What is being asked → Reproduce the lines below without any changes, starting with the line that contains "If you could indicate the embroidered" and ending with the line that contains "point(827, 501)", with both of those lines included.

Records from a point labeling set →
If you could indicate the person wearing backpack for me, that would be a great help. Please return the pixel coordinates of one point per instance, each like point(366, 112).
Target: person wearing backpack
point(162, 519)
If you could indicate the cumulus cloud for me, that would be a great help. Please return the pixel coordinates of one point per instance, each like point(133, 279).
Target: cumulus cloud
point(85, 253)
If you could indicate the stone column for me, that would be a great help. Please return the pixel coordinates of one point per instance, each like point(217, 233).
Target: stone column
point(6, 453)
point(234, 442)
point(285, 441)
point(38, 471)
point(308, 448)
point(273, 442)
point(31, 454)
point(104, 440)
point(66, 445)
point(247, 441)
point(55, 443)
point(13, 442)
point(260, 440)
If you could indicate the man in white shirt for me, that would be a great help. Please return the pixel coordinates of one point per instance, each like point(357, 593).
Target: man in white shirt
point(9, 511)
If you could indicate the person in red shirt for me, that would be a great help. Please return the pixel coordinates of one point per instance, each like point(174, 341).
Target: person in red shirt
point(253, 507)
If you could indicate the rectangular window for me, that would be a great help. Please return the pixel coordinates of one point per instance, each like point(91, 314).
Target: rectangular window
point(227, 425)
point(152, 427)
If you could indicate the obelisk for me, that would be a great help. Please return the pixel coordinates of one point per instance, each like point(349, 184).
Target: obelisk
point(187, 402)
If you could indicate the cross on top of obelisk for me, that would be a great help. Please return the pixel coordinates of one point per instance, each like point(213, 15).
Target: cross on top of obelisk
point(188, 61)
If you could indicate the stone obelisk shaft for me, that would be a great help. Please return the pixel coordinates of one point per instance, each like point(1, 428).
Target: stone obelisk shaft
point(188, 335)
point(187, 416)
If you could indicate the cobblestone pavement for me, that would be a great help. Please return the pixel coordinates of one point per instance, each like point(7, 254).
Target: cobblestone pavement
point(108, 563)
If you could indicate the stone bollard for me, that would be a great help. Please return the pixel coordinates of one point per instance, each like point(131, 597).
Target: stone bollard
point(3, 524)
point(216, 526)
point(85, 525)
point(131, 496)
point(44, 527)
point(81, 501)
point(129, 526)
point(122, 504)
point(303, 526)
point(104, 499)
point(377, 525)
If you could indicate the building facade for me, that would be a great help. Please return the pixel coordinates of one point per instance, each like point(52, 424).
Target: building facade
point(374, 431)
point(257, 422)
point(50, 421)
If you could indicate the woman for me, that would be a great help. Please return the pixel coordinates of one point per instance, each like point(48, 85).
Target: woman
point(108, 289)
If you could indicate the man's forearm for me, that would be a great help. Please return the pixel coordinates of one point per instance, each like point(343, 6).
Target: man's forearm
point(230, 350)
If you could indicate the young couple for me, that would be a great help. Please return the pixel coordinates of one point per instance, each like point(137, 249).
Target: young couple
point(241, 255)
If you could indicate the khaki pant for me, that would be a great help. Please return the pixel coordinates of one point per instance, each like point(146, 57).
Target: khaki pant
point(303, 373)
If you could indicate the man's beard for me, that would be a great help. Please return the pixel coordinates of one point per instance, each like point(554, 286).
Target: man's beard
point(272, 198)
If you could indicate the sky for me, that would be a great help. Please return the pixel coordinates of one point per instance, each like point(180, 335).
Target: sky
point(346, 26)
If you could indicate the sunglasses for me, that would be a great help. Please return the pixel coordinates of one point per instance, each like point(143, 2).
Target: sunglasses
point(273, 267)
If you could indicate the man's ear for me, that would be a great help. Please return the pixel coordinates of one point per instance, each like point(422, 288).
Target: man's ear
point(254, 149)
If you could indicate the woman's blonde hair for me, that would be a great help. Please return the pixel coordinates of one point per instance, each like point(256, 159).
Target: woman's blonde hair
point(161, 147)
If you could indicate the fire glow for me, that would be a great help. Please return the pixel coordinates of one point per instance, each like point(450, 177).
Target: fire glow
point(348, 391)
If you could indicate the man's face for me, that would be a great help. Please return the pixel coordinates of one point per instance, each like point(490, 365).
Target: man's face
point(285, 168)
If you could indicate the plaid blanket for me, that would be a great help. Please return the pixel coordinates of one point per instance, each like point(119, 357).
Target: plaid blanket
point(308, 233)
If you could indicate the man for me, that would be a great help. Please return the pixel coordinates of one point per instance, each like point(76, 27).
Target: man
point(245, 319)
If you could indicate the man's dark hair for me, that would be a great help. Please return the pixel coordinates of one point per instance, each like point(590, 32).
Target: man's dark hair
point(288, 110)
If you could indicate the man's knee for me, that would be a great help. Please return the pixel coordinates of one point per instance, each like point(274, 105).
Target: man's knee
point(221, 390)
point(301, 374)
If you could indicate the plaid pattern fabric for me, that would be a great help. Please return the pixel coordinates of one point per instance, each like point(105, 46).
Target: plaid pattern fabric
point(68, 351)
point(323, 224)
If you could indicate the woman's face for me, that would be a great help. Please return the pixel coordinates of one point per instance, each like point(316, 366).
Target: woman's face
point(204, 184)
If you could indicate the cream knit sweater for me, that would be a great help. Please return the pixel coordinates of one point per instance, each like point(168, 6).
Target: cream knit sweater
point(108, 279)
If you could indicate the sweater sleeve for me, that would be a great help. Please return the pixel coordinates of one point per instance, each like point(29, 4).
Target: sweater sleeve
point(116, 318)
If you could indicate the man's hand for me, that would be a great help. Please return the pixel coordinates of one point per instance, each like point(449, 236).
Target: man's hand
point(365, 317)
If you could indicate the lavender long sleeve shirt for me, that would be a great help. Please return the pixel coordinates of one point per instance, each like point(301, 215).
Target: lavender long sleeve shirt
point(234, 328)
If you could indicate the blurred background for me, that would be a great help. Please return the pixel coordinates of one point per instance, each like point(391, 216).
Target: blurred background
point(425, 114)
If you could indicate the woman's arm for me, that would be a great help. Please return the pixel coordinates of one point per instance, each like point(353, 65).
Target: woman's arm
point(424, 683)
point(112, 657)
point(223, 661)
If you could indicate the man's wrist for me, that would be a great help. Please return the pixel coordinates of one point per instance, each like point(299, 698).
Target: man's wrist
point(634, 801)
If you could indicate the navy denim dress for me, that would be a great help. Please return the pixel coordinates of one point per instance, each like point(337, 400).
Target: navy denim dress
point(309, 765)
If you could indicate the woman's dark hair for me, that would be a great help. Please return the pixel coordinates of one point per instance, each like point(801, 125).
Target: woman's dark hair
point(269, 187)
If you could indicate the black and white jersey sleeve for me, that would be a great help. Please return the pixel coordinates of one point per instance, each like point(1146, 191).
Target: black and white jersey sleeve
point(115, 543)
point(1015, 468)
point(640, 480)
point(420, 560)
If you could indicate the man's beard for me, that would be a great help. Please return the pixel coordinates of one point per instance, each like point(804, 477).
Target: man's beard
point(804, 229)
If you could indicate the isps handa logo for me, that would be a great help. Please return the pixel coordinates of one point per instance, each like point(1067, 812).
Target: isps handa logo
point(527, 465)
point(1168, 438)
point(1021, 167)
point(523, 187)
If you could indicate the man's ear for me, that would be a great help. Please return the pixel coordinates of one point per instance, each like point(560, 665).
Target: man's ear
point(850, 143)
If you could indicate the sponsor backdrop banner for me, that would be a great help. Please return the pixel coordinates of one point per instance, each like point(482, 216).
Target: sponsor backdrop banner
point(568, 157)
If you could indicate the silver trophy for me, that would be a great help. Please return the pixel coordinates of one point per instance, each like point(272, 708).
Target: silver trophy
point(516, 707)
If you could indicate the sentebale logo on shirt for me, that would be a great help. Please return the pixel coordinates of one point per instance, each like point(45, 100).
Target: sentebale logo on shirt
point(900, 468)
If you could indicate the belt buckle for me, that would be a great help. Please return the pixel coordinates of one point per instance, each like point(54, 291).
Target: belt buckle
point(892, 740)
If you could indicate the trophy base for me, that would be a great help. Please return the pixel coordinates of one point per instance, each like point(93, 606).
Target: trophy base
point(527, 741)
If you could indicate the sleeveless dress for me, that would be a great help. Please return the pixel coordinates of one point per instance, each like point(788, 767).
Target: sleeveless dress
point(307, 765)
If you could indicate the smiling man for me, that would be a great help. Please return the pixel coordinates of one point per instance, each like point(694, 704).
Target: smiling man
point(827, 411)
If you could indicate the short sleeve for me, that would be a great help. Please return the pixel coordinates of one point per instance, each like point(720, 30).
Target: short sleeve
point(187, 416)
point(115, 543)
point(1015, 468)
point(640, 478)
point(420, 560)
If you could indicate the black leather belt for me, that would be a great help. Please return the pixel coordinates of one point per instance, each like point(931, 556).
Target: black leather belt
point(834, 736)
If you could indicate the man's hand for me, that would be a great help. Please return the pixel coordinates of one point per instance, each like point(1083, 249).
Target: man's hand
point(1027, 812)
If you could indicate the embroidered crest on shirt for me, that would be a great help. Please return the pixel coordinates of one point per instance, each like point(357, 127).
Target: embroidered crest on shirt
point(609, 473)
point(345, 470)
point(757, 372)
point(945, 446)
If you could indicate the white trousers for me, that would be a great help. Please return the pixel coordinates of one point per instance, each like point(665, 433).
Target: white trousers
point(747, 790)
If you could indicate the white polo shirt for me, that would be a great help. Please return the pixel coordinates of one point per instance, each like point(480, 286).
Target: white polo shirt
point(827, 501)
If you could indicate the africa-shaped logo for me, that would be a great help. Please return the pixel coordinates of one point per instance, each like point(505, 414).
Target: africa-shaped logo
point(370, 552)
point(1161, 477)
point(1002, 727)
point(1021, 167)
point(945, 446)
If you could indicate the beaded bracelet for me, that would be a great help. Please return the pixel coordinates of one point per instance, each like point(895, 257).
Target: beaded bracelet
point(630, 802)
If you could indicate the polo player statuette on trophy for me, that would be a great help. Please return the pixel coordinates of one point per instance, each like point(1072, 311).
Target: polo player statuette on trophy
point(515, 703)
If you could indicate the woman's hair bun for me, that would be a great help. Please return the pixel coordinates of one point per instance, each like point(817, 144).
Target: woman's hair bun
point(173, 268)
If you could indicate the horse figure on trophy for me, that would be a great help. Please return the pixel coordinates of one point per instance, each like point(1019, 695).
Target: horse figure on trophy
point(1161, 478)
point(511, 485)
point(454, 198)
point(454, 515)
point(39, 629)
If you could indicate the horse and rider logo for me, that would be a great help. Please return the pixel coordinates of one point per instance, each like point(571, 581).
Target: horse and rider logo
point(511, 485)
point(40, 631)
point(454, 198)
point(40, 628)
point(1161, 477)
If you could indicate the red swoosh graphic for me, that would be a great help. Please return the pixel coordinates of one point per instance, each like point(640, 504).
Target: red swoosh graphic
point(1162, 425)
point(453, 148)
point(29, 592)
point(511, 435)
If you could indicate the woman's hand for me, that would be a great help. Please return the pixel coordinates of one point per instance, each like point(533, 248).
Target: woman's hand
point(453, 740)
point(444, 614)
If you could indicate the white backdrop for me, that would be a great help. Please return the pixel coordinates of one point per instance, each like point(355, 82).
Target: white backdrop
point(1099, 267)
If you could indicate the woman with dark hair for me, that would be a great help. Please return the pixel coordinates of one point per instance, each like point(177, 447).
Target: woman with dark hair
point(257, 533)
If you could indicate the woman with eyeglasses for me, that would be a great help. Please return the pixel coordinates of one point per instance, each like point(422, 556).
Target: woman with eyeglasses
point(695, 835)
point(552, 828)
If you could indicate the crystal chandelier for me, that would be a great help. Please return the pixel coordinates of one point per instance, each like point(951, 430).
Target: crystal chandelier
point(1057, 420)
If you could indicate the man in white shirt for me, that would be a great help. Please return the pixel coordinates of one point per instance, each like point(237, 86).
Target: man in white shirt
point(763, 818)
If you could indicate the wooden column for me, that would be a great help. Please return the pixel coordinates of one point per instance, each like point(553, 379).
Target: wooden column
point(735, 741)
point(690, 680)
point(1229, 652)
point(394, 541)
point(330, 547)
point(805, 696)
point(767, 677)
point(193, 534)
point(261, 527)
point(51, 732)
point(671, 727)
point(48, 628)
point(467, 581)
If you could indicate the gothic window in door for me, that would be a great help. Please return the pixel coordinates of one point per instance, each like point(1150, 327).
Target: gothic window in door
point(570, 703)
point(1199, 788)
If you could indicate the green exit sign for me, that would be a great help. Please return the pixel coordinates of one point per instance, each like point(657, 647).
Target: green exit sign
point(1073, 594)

Solution to the problem →
If you could indicate the embroidered crest on shirt for me, that would be a great help. Please return the pixel coordinates of one point per instance, each like point(357, 127).
Target: embroidered crest on shirt
point(609, 473)
point(345, 470)
point(757, 372)
point(945, 446)
If you could indicate the white trousers for me, that would be a great help. Please return the pixel coordinates of one point per instance, each like point(665, 433).
Target: white trousers
point(747, 790)
If you could indicate the white polo shirt for me, that would be a great help. Please return the pixel coordinates of one point per instance, each like point(480, 286).
Target: white polo shirt
point(827, 501)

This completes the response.